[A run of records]

-- Start --

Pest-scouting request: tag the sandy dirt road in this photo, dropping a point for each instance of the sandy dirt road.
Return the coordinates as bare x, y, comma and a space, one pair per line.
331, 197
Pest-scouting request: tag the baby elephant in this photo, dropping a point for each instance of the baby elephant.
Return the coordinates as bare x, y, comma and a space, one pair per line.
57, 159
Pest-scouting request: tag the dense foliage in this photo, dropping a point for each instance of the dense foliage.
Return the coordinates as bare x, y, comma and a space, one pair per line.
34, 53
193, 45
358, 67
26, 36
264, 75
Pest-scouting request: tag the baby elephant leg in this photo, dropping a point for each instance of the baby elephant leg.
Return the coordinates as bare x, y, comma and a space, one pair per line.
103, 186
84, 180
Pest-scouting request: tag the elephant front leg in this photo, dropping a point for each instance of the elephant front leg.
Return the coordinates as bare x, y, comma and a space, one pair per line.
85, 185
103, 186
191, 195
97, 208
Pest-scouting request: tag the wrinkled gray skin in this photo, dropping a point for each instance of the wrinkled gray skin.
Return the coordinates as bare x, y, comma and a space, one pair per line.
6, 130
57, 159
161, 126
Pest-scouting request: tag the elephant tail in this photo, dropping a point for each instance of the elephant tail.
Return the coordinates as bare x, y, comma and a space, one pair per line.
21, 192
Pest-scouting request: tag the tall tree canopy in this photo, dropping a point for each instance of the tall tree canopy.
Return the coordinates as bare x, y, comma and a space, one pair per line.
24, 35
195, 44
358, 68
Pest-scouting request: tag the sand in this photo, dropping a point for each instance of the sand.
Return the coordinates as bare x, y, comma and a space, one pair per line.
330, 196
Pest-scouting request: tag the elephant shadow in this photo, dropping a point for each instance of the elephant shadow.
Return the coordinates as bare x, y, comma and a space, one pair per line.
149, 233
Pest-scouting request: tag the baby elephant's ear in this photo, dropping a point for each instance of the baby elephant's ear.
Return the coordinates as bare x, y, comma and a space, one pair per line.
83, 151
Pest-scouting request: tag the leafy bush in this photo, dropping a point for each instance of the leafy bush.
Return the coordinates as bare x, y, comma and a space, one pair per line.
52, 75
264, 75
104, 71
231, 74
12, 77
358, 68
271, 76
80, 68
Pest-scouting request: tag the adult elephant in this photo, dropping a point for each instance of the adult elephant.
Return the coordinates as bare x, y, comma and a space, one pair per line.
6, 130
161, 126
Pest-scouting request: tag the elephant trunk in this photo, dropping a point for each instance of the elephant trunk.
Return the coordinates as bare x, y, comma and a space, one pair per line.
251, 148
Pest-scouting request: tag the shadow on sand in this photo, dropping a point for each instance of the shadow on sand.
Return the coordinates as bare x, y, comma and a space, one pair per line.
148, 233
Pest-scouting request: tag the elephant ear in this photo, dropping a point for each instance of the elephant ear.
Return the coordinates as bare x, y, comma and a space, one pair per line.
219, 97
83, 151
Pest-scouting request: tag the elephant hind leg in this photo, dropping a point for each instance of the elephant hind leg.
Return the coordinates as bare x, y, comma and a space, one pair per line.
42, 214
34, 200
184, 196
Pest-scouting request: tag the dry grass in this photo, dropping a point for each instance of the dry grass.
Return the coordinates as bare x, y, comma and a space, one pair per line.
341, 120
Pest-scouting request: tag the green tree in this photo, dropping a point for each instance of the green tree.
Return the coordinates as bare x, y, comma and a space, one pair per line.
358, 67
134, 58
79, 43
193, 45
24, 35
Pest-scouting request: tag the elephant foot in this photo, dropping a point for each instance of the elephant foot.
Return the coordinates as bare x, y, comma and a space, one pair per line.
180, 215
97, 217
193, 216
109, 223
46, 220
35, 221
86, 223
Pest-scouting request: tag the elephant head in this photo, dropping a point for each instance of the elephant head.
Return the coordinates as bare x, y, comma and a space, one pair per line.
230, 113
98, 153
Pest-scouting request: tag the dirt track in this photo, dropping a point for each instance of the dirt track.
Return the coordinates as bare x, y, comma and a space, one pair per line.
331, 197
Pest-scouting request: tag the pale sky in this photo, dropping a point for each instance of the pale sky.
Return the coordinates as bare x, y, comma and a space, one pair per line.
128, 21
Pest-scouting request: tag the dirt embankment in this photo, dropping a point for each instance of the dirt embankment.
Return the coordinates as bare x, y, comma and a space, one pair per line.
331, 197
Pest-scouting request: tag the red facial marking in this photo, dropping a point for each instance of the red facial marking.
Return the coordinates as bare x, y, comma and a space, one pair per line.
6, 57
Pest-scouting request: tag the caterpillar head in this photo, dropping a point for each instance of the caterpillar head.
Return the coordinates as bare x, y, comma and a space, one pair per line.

-- End --

> _Work to be completed_
Every record above needs to be repeated word for word.

> _Result below_
Pest-scouting request: tag the sandy dirt road in this photo, dropping a point for each instance of the sandy dirt road.
Return the coordinates as bare x, y, comma and a space, one pair per line.
331, 197
Pest-scouting request: tag the baby elephant in this photo, dropping a point for each instance of the baby elephant.
Return the coordinates as bare x, y, comma and a space, one pair per line.
57, 159
Pest-scouting request: tag the dense foliage in this photo, dropping a point for each instance of the dense foliage.
Return the coordinates as bare x, y, comma and a space, one pair per line.
34, 53
193, 45
358, 67
26, 36
264, 75
Pest-scouting request: tag the baby elephant leg in this photo, dropping a point for each instance of the baby elephant leg.
Return the coordinates as bare x, y, comma and a space, one pair per line.
103, 186
84, 180
Pest-scouting request: tag the elephant front leg in this photo, dropping a point for each instance of the elephant front leg.
Return the coordinates as bare x, y, comma and a space, one pair per line.
85, 185
103, 186
191, 195
97, 208
Pest-scouting request: tag the wrinkled gray skin in this photo, dropping a point for each instance of the wrinkled gray skin.
Return the coordinates as bare x, y, comma and a space, one pair per line.
6, 130
57, 159
161, 126
Pest-scouting request: tag the elephant tail in this photo, dropping a point for each instance of the elephant tail.
Return the coordinates as bare x, y, comma and a space, one pair per line.
21, 192
Pest-scouting request: tag the tall tree canopy in this photo, dropping a point for each instance of the tall tree canopy.
Return the coordinates as bare x, y, comma and a space, one pair per line.
24, 35
195, 44
358, 68
Pest-scouting request: tag the sand in this photo, dropping a point for each instance of the sand.
Return the coordinates as bare x, y, comma and a space, one pair per line.
330, 196
Pest-scouting request: tag the elephant shadow in this photo, dropping a point for each instance of the elephant shadow.
Return the coordinates as bare x, y, comma and a space, one pair per line.
149, 233
Pest-scouting request: tag the baby elephant's ear in this photo, dropping a point for each instance of the baby elephant's ear.
Return the coordinates as bare x, y, comma and a space, one pair per line.
83, 151
Pest-scouting request: tag the leafy bush in this photo, dropping a point for each instance of the leafy bush.
Return the coordinates as bare x, y, comma and a space, one pair per line.
52, 75
264, 75
104, 71
231, 74
12, 77
358, 68
271, 76
80, 68
Pest-scouting request: tag the adult elephant in this photo, dropping a point for each instance of the adult elephant.
Return the coordinates as bare x, y, comma and a space, one pair per line.
6, 130
161, 126
Pest-scouting request: tag the elephant trunk in this photo, dropping a point for each instance of the elephant trunk.
Return the coordinates as bare x, y, comma and a space, one pair per line.
251, 148
Pest-scouting request: tag the shadow on sand in this photo, dropping a point for each instance of the shadow on sand.
Return the coordinates as bare x, y, comma and a space, one pair per line.
148, 233
Pest-scouting request: tag the elephant ear in this photo, dropping a point for each instance of the elephant ear.
Return the coordinates as bare x, y, comma and a space, one pair per line.
219, 97
83, 151
Pest-scouting request: tag the elephant hind leg in this photo, dropping a point for each instance of the elephant hind leg.
Return the coordinates as bare x, y, comma and a space, one pair per line.
42, 214
34, 200
184, 196
Pest-scouting request: tag the dry grass in this photo, dropping a point for each instance of the dry grass.
Return the coordinates as bare x, y, comma and a space, one pair per line.
341, 120
Pest-scouting request: tag the green tree in this photo, dropping a point for each instance of the green tree.
Return the coordinates as bare x, y, comma and a space, one pair per line.
358, 67
134, 58
79, 43
193, 45
24, 35
Pest-scouting request: tag the elephant foot in this photo, dropping a point for each instance of the elephant foot.
Return the coordinates as bare x, y, comma and a space, one pair per line.
180, 215
97, 217
193, 216
109, 223
46, 220
35, 221
86, 223
Pest-scouting request: tag the elephant head in this photo, dropping a point for each instance of the elephant head.
Return the coordinates as bare x, y, comma and a space, one pair per line.
230, 113
98, 153
Pest-scouting request: tag the dirt track in this photo, dropping a point for each instance of the dirt track.
Return the coordinates as bare x, y, comma and a space, one pair per line.
331, 197
Pest-scouting request: tag the pale sky in this photo, dropping a point for each instance of the pale sky.
Return the coordinates as bare x, y, comma and a space, one pair per line.
128, 21
Pest-scouting request: tag the dirt embankment in this photo, dropping a point for each instance of the dirt embankment.
Return the coordinates as bare x, y, comma and a space, one pair per line.
331, 197
Pest-scouting request: tag the red facial marking in this photo, dropping a point for each instance of the red facial marking.
Return the coordinates as bare x, y, comma and a space, one pair per line.
6, 57
Pest-scouting request: tag the caterpillar head in this photo, dropping a point for each instance of the caterpillar head.
Return the coordinates as bare x, y, comma and a space, one pair per line.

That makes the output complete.